##### Data shown #####
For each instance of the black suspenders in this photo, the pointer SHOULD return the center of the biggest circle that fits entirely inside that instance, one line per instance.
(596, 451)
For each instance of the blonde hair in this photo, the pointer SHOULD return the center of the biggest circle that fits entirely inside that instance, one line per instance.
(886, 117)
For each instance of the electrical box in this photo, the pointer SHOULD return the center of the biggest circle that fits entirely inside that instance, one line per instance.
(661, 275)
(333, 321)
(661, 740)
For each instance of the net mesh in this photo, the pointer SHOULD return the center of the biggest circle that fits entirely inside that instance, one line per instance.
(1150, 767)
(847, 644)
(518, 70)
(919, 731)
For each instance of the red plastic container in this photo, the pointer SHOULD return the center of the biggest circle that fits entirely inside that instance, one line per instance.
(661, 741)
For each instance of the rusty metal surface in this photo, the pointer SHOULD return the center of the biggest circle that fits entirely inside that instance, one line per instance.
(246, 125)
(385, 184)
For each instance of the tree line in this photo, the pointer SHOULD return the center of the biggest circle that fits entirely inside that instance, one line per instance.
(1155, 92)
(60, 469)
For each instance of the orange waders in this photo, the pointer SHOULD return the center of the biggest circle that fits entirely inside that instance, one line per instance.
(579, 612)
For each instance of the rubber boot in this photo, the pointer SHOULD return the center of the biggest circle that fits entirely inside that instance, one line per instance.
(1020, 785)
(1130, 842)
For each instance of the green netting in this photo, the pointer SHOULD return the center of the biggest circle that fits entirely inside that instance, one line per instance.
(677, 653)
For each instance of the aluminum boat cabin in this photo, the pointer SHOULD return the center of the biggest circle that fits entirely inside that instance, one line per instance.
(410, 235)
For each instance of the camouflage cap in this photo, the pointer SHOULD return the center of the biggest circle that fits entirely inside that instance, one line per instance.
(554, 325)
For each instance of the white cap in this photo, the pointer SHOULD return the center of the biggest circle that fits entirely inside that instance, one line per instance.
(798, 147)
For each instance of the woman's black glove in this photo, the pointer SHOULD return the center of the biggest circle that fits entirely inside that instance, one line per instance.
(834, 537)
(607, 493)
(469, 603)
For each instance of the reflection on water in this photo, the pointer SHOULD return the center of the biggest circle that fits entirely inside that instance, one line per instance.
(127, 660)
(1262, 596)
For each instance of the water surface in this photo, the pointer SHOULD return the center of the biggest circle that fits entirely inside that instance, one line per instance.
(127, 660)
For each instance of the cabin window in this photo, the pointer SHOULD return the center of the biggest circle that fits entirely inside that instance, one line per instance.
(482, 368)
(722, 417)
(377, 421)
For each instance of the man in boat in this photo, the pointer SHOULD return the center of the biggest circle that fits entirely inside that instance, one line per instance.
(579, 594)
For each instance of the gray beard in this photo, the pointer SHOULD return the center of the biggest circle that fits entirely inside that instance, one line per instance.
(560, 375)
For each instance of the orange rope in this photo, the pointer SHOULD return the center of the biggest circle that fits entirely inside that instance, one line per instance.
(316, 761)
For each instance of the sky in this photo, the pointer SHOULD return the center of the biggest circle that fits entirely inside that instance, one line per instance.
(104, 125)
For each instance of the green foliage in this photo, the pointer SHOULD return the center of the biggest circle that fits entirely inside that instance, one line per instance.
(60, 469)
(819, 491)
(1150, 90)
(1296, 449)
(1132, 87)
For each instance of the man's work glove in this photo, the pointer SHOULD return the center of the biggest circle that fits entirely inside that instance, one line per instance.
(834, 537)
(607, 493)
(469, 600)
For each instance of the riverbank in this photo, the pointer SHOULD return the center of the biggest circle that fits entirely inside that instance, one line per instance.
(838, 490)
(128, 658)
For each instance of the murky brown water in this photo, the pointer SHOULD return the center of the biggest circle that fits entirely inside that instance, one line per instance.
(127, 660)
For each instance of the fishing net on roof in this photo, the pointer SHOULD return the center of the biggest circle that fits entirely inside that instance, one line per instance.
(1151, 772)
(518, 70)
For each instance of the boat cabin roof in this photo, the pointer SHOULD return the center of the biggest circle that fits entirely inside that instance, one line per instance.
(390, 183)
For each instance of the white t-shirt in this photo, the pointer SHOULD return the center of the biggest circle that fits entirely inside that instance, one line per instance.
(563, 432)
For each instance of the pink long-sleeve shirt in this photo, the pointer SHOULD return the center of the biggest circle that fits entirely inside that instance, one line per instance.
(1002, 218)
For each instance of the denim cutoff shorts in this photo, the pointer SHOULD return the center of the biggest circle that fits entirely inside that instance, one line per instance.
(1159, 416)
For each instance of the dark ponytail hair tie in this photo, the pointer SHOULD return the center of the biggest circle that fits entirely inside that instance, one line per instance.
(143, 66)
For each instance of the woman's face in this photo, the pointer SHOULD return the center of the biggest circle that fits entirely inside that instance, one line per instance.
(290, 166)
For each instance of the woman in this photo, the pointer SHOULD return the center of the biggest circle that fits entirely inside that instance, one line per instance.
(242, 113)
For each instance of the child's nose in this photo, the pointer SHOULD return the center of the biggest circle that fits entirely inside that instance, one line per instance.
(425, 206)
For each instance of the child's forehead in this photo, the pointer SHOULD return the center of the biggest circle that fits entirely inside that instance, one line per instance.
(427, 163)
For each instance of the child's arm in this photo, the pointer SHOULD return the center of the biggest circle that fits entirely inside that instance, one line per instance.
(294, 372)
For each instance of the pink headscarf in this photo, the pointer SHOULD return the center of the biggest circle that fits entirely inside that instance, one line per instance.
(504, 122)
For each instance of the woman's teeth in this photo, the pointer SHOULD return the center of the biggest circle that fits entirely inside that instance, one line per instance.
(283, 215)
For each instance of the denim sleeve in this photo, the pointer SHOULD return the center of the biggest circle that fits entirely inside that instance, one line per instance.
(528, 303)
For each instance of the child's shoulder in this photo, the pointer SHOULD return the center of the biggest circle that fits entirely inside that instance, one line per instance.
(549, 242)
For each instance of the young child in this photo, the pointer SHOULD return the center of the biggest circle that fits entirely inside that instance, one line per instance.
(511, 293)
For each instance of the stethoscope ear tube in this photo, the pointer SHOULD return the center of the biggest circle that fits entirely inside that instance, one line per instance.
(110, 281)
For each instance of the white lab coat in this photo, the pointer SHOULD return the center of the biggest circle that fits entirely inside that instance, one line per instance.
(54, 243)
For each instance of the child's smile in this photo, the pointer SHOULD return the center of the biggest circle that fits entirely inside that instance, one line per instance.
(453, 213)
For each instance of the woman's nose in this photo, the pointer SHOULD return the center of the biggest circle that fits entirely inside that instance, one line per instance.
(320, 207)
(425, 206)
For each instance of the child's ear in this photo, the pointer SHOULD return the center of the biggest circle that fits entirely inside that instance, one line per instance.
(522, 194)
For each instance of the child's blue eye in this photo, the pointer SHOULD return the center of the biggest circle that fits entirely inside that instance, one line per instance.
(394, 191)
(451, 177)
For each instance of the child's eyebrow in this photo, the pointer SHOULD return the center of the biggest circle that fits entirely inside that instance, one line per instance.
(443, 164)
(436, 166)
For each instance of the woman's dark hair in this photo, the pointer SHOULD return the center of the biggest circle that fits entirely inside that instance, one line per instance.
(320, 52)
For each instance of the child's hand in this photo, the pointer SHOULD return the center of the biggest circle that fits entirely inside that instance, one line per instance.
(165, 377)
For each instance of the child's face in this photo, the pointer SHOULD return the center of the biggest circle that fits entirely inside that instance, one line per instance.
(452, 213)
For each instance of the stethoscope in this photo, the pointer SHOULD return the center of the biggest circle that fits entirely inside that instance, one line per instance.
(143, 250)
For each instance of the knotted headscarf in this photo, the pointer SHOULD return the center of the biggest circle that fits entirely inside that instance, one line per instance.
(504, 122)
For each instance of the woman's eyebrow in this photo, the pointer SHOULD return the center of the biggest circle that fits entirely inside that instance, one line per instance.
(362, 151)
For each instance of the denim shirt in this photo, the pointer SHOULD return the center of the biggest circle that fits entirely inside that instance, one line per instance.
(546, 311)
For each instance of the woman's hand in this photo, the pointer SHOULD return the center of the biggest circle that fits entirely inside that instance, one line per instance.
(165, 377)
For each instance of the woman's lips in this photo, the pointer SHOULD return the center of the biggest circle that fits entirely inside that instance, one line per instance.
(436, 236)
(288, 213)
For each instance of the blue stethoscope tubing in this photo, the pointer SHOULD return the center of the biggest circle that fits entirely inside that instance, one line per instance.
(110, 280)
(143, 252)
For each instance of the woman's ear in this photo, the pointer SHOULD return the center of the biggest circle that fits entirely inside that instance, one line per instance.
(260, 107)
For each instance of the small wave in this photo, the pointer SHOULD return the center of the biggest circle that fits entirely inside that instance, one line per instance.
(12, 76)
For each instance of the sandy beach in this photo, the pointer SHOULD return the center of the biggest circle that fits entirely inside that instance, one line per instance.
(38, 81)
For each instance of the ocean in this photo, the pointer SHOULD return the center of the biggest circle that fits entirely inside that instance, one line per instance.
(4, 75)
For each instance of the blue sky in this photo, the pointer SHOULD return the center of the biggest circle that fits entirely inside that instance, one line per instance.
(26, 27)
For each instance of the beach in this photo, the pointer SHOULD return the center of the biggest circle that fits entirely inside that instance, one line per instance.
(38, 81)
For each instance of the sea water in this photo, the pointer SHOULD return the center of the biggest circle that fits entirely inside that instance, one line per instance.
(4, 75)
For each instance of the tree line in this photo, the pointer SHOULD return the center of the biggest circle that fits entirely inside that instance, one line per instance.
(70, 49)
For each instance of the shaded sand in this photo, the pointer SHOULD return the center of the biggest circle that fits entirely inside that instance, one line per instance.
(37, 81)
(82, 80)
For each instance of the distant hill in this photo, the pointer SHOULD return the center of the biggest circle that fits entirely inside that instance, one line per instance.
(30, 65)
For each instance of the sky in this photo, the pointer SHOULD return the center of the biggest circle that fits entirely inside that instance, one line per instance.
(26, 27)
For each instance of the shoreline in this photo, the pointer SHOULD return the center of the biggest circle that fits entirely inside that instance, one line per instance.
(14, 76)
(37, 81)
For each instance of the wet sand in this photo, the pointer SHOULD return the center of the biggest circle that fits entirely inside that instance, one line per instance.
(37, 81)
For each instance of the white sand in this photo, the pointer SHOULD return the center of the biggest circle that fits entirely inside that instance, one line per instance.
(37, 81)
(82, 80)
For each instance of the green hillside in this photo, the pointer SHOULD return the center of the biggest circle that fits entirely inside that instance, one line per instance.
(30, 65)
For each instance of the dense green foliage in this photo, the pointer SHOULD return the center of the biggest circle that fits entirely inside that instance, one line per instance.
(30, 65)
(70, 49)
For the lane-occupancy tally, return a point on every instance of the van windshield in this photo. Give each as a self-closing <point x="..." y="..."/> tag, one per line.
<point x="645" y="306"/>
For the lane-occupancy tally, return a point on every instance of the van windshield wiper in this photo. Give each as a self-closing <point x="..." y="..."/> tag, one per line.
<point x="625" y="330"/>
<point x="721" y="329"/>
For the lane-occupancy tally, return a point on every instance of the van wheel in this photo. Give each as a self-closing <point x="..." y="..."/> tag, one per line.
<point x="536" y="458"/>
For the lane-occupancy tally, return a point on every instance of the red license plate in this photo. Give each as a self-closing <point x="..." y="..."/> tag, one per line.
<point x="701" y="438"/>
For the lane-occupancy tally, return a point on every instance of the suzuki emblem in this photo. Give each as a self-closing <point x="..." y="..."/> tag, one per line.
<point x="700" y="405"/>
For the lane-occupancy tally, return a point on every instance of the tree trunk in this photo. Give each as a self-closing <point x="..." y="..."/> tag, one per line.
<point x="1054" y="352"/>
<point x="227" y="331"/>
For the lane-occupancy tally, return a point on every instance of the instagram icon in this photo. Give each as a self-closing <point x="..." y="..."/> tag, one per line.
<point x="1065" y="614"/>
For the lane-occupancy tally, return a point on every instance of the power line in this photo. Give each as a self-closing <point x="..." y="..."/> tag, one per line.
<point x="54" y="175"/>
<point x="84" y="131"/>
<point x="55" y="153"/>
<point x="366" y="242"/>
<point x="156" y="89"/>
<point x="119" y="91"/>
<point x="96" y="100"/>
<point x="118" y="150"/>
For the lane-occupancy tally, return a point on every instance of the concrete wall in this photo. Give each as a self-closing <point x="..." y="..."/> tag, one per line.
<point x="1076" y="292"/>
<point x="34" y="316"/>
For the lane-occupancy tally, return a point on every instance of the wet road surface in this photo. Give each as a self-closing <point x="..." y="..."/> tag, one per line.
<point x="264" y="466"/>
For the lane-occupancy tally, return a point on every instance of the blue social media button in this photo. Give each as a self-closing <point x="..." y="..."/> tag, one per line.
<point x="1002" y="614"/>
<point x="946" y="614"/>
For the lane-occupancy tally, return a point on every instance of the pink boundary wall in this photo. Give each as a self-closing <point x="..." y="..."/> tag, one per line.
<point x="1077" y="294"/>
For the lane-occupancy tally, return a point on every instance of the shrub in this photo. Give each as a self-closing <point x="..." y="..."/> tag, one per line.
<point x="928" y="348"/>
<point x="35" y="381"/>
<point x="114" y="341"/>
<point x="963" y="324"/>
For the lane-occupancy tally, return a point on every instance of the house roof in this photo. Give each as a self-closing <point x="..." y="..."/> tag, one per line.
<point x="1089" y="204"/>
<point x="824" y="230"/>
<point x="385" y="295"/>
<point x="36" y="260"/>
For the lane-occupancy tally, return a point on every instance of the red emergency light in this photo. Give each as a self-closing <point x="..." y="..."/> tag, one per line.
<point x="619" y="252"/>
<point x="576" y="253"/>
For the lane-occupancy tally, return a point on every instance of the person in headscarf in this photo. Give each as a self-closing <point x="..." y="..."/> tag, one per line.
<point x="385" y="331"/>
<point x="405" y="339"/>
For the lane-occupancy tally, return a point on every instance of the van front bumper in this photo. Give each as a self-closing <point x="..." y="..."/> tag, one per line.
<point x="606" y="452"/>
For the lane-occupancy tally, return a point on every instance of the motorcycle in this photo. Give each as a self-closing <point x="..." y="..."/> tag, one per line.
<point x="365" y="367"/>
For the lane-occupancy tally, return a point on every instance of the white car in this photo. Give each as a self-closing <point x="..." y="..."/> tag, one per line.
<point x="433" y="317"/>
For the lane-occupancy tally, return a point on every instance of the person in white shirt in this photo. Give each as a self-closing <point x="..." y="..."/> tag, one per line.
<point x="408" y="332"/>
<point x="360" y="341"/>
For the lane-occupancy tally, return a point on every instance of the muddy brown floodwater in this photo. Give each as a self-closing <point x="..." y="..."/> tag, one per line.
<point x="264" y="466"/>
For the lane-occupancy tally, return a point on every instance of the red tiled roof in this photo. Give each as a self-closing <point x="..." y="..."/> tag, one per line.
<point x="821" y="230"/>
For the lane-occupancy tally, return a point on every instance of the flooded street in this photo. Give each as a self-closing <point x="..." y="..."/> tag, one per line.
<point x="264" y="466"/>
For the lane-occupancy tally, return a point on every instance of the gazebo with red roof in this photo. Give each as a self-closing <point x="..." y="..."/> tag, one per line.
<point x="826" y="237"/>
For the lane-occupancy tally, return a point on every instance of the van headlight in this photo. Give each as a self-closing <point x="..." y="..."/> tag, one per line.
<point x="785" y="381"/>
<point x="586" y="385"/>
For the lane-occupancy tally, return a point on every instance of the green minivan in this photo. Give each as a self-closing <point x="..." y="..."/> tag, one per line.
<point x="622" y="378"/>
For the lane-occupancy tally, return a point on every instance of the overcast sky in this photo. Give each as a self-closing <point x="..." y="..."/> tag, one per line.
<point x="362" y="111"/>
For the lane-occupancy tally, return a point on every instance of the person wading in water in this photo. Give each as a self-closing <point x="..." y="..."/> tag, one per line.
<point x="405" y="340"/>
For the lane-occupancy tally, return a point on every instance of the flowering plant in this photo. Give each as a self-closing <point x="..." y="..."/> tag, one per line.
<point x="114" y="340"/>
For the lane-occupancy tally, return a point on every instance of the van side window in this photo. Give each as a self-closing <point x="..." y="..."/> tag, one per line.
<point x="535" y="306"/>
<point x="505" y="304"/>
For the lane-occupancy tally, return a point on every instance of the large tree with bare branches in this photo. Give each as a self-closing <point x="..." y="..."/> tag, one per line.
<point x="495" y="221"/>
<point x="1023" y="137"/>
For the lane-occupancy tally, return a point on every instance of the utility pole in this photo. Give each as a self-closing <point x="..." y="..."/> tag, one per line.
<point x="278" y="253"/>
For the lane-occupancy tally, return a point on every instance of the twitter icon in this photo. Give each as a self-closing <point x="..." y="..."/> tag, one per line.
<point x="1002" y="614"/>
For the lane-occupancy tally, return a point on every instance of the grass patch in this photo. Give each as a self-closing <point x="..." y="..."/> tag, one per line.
#####
» Directive
Output the lines from the line containing "the green minivan" to the end, both included; add nothing.

» Solution for this problem
For the lane-occupancy tally, return a point on every instance of the green minivan in this photo. Give each as a self-closing <point x="..." y="..."/> tag, one per line.
<point x="622" y="378"/>
For the lane-occupancy tally, return a point on every instance of the overcast sky in this photo. Give each as a self-closing <point x="..." y="..."/> tag, one per line.
<point x="362" y="111"/>
For the lane-occupancy tally, return a point on every instance of the person wading in water in this photo. Give each as a self-closing <point x="..." y="..."/> tag, one per line.
<point x="405" y="340"/>
For the lane-occupancy tally, return a point on every instance of the flowering plant in this photo. Give each as a self-closing <point x="..." y="..."/> tag, one per line.
<point x="114" y="340"/>
For the lane-occupancy tally, return a point on every instance of the van side window in this photo. Give each as a self-closing <point x="..." y="..."/> tag, one per line.
<point x="535" y="306"/>
<point x="505" y="304"/>
For the lane-occupancy tally, return a point on every instance of the large tree with bare branches in this photo. Give each as a self-closing <point x="..." y="..."/> tag, one per line.
<point x="495" y="221"/>
<point x="1023" y="137"/>
For the lane-occupancy tally, return a point on every instance of the utility pole in this photo. Give each as a self-closing <point x="..." y="..."/> tag, one per line.
<point x="278" y="253"/>
For the lane-occupancy tally, return a point on every instance of the twitter icon in this photo. Give each as a self-closing <point x="..." y="..."/> tag, one per line.
<point x="1002" y="614"/>
For the lane-occupancy tally, return a point on every instance of the grass patch in this photo. Give each as a self-closing <point x="..." y="..."/> tag, one per line.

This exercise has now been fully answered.